## Bahan Kerja
[1] Tuliskan kembali bagian kutipan tentang hadits Ramadhan, mulai dari "Jadi, kemerdekaan dari" dan terus sampai "tiga adalah munkar.".
[2] Jawablah pertanyaan berikut berdasarkan kutipan tentang hadits Ramadhan:
(a) Menurut hadits yang dikutip di awal, kapan Allah memerdekakan hamba-hambaNya?
(b) Siapa perawi lemah dalam sanad hadits yang membagi Ramadhan menjadi tiga?
(c) Apa sebutan para ulama' hadits untuk hadits yang menyebutkan Ramadhan terbagi menjadi tiga?
[3] Bagaimana kelanjutan kutipan tentang hadits Ramadhan ini? Tulislah bagian berikutnya, dimulai sesudah kalimat terakhirnya.

## Kutipan Dokumen
..............................
Rasulullah bersabda, “Akan ada yang menyeru, ‘Wahai orang yang menginginkan kebaikan kemarilah, dan wahai orang yang menginginkan keburukan tahanlah.’ Allah memerdekakan hamba-hambaNya dan itu terjadi pada setiap malam.”
Jadi, kemerdekaan dari api neraka itu tidak terjadi pada sepuluh
terakhir bulan Ramadhan saja. Adapun hadits yang mengatakan bahwa
Ramadhan terbagi menjadi 3; sepuluh malam pertama adalah rahmat, sepuluh
yang kedua adalah ampunan dari Allah dan sepuluh yang ketiga adalah
terbebas dari api neraka. Ketahuilah bahwa hadits tersebut dikeluarkan
oleh Ibnu Khuzaimah dalam shahihnya, namun di dalam sanadnya ada perawi
yang lemah yaitu Ali bin Zaid bin Jud’an. Terlebih lagi hadits tersebut
bertentangan dengan hadits di atas yang menyebutkan bahwa kemerdekaan
dari api neraka itu terjadi pada setiap malam bulan Ramadhan. Oleh
karena itu para ulama’ hadits mengatakan bahwa hadits yang menyebutkan
Ramadhan terbagi menjadi tiga adalah munkar.
..............................
## Data Tersimpan

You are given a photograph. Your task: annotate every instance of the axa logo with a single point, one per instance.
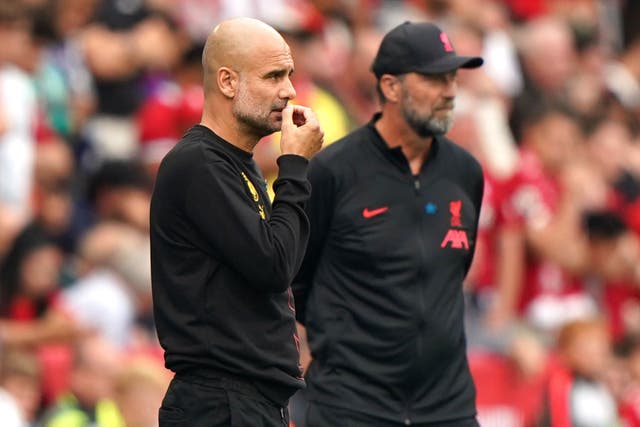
..............................
## Jawaban Latihan
[1]
Jadi, kemerdekaan dari api neraka itu tidak terjadi pada sepuluh
terakhir bulan Ramadhan saja. Adapun hadits yang mengatakan bahwa
Ramadhan terbagi menjadi 3; sepuluh malam pertama adalah rahmat, sepuluh
yang kedua adalah ampunan dari Allah dan sepuluh yang ketiga adalah
terbebas dari api neraka. Ketahuilah bahwa hadits tersebut dikeluarkan
oleh Ibnu Khuzaimah dalam shahihnya, namun di dalam sanadnya ada perawi
yang lemah yaitu Ali bin Zaid bin Jud’an. Terlebih lagi hadits tersebut
bertentangan dengan hadits di atas yang menyebutkan bahwa kemerdekaan
dari api neraka itu terjadi pada setiap malam bulan Ramadhan. Oleh
karena itu para ulama’ hadits mengatakan bahwa hadits yang menyebutkan
Ramadhan terbagi menjadi tiga adalah munkar.

[2]
(a) Pada setiap malam.
(b) Ali bin Zaid bin Jud'an.
(c) Munkar.

[3]
Karena di bulan Ramadhan ini dimudahkan menuju surga, maka kewajiban
seorang muslim adalah berlomba-lomba mencari keberkahan di bulan
Ramadhan dengan beramal shaleh. Pada bulan ini seseorang tidak lepas
dari dua keadaan; yaitu gembira dan takut. Gembira karena mendapatkan
kesempatan mendekatkan diri kepada Allah, dan takut jika keluar dari
Ramadhan namun tidak mendapat ampunan dari Allah
Ta’ala.
Apalagi ada hadits yang mendoakan kebinasaan bagi yang mendapatkan
bulan Ramadhan, tapi selepas Ramadhan tidak mendapatkan ampunan dari
Allah
Ta’ala. Ini adalah do’a Malaikat Jibril lalu diaminkan oleh Rasulullah
Shallallahu ‘alaihi wasallam. Karenanya tidak ada jalan lain kecuali bersungguh-sungguh mencari ampunan Allah
Ta’ala.
Beberapa amal shalih di bulan Ramadhan
1. Puasa ramadhan
Ketahuilah bahwa berpuasa bukan hanya sebatas menahan lapar dan dahaga.
ليس الصيام من الأكل والشرب وإنما الصيام من اللهو والرفث (رواه ابن خزيمة وهو حديث صحيح)
“Bukanlah puasa itu sebatas menahan makan dan minum saja, tapi
hakekat puasa adalah menjauhi perkara yang sia-sia dan kata-kata yang
kotor.”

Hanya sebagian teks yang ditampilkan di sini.